> _Task brief_: Transcribe each of the records below, reproducing every line without any change.

> _Entries_:
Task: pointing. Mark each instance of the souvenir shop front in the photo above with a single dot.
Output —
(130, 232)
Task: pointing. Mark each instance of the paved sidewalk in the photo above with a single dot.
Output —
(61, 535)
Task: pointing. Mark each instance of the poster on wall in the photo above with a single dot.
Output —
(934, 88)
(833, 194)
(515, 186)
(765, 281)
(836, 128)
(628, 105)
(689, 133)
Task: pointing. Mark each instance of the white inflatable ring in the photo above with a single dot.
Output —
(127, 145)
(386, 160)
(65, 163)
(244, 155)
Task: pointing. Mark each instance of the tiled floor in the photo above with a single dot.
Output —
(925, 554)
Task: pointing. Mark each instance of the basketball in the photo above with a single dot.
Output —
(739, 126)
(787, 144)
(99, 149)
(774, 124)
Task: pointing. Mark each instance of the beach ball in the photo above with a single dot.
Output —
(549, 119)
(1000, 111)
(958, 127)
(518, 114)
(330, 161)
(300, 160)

> _Response below_:
Task: pointing. Mark each instance of the souvenir shop front in the photo above with a single dot.
Output —
(130, 232)
Task: pointing. Mark each instance of the paved sidewalk in the photo above with a single dot.
Output —
(61, 535)
Task: pointing. Mark each instance of the poster on wall in the photo above with a single dot.
Output —
(934, 88)
(833, 194)
(515, 186)
(765, 281)
(836, 128)
(628, 105)
(689, 133)
Task: pointing. Mark each instance of the white inflatable ring in the photo above with a single dot.
Output —
(127, 145)
(386, 160)
(65, 163)
(244, 155)
Task: pointing. Mark each instance of the tiled floor in the photo above with a single dot.
Output —
(925, 554)
Task: pointing. Mark each instance of the basketball in the photo above with a single dot.
Output —
(739, 126)
(787, 144)
(99, 149)
(774, 124)
Task: pointing. Mark each instance of the beach ball in the photo above with a single dot.
Output —
(549, 119)
(1000, 111)
(958, 127)
(518, 114)
(330, 161)
(300, 160)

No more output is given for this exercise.